Extrait du document:
+---+
2 October 2017

Le Monde (France)

EDF‑Areva : le nucléaire, un marché de niche

Dans le monde, les mises en chantier de nouveaux réacteurs ralentissent, tandis que l’éolien comme le solaire gagnent en compétitivité et en part de marché, malgré le défaut majeur de leur intermittence.
Source : EDF-Areva : le nucléaire, un marché de niche http://www.lemonde.fr/economie/article/2017/09/13/edf-areva-le-nucleaire-un-marche-de-niche_5184939_3234.html

LE MONDE ECONOMIE | 13.09.2017 à 11h16 | Par Jean-Michel Bezat

Quarante ans que les Suisses s’approvisionnaient en électricité à la centrale de Fessenheim (Haut-Rhin). Le contrat d’achat de 15 % de la production des deux réacteurs lancés en 1977 expire le 31 décembre, et le consortium de trois électriciens (Alpiq, Axpo, BKW) aurait pu le prolonger un peu, mais… mais les prix de gros de l’électricité en Europe sont aujourd’hui plus intéressants. Et une lourde hypothèque pèse sur l’avenir du site alsacien, à l’arrêt depuis des mois en raison de travaux de sécurisation. Les Helvètes le disent sans ambages : leur décision s’explique par « l’incertitude politique en France sur la date de fermeture de Fessenheim », la doyenne des centrales françaises. L’Etat a prévu qu’elle interviendrait quand l’EPR de Flamanville (Manche) serait raccordé au réseau. Ce sera courant 2019, assure EDF. Même si, après un dérapage de sept ans, le dernier calendrier semble tenu, les essais du réacteur de troisième génération peuvent encore réserver de mauvaises surprises.

Coûts exorbitants de l’atome civil

Il y a une logique plus profonde à cette fin de contrat : en mai, les Suisses ont voté la sortie progressive du nucléaire à une large majorité de 58 %. Pas la France, qui cherche juste à ramener de 75 % à 50 % sa part d’électricité d’origine nucléaire dans huit ans. Un objectif de la loi de transition énergétique de 2015, repris par le candidat Macron, mais à la réalisation incertaine. « Il faudrait fermer environ dix-sept réacteurs d’ici à 2025 », estime Nicolas Hulot dans un entretien au Parisien du 12 septembre. « De manière rationnelle et concertée en fonction, notamment, des enjeux de sécurité et de critères économiques et sociaux », nuance le ministre de la transition écologique et solidaire.
+---+
Données enregistrées:
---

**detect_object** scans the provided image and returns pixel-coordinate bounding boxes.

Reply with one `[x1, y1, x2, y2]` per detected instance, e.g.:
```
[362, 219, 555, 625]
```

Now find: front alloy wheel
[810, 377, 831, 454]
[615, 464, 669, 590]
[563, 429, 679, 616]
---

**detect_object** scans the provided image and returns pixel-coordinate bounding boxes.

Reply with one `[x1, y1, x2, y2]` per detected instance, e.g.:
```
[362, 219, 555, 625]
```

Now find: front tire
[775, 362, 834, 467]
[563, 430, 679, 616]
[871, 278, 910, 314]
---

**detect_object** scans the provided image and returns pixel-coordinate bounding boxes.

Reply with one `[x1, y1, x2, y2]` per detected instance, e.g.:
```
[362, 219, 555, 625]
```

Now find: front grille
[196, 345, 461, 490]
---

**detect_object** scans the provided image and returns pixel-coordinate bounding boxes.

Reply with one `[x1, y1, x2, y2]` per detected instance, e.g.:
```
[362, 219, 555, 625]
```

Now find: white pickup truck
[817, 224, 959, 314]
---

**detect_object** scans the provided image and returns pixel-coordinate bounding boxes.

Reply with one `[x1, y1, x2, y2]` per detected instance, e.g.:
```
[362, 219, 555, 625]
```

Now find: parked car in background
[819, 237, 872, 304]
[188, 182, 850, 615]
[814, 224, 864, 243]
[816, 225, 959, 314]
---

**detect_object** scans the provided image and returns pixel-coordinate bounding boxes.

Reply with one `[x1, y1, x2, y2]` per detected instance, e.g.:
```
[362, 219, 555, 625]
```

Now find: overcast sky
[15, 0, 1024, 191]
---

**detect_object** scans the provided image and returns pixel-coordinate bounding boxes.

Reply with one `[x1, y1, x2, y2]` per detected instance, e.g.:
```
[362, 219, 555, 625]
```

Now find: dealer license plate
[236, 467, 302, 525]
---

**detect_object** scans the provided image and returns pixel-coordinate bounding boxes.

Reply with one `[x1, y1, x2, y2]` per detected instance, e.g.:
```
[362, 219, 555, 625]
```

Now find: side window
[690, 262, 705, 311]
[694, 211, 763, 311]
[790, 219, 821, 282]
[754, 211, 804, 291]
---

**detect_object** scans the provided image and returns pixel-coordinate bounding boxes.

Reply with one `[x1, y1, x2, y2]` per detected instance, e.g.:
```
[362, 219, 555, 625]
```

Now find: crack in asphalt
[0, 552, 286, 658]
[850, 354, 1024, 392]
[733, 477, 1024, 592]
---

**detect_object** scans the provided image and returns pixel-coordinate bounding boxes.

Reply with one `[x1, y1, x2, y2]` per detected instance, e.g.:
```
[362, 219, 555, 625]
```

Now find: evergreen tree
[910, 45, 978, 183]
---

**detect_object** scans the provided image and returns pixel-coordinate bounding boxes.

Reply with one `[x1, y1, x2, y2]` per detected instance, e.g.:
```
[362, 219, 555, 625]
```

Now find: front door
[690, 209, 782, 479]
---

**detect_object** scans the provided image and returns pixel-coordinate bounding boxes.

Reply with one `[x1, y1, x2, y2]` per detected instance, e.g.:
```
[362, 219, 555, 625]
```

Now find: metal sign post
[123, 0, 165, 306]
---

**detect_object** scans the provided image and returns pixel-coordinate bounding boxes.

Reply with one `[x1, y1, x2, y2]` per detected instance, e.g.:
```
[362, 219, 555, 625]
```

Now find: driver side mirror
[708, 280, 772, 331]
+---+
Consignes:
A. Relevez tous les pourcentages cités dans l'extrait du document.
B. D'après l'extrait du document, ces affirmations sont-elles justes ? Répondez par oui ou non et citez les mots du texte qui le prouvent. (i) Les deux réacteurs de Fessenheim ont été lancés en 1977. (ii) Les Suisses ont voté contre la sortie du nucléaire. (iii) EDF affirme que l'EPR de Flamanville sera raccordé au réseau courant 2019.

Réponses dans l'ordre:
A. 15 %, 58 %, 75 %, 50 %

B.
(i) Oui : « des deux réacteurs lancés en 1977 ».
(ii) Non : « les Suisses ont voté la sortie progressive du nucléaire à une large majorité de 58 % ».
(iii) Oui : « Ce sera courant 2019, assure EDF. »